There are many possible sources of errors that need to be taken into account. Care needs to be taken so that the performance of the computer running the test is not what is measured. Neither can the network's performance be allowed to be a bottleneck. Transient errors such as sudden spikes in activity on either the client side or on the server that is running the test tool can introduce some noise in the sampling process. Spikes in network activity is avoided by running the test in an isolated network. The benchmark program and the virtual controllers were run on separate machined in order to reduce the affect on performance. The test environment can be seen in 3.1.

Based on this reasoning, initially two kinds of benchmarks were designed. The first kind, that is called periodic benchmark, sends a request every second to all controllers and measures the response time. Because the benchmark always waits until it gets a response, the critical point that was observed when testing with ping will not appear. Instead, it was decided to set a limit for responsiveness of one second so that the test would not get "easier" since the request rate would fall below one per second. This benchmark will never saturate the network because the data flow per controller is just the average message length which is 40 B/s.

——————

GIVEN EXERCISE:
Answer these questions from the passage on benchmarking:
(a) How are spikes in network activity avoided?
(b) What name is given to the first kind of benchmark?
(c) What data flow per controller does that benchmark produce?
The rows that follow come from a separate source and are unrelated to the passage on benchmarking.

DATASET CONTENT:

——————

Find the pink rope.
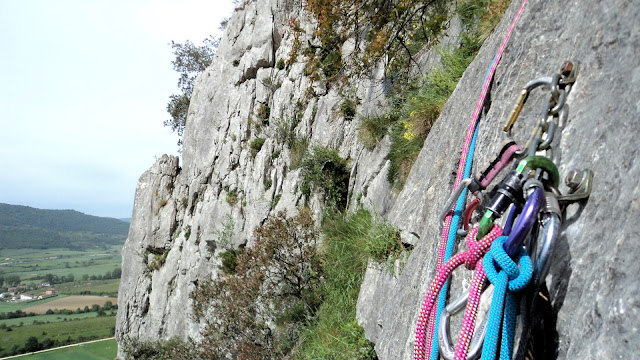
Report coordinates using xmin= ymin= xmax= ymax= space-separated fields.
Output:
xmin=414 ymin=0 xmax=528 ymax=359
xmin=453 ymin=262 xmax=488 ymax=360
xmin=453 ymin=0 xmax=527 ymax=189
xmin=414 ymin=225 xmax=502 ymax=359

——————

ANSWER:
(a) By running the test in an isolated network.
(b) Periodic benchmark.
(c) 40 B/s, the average message length.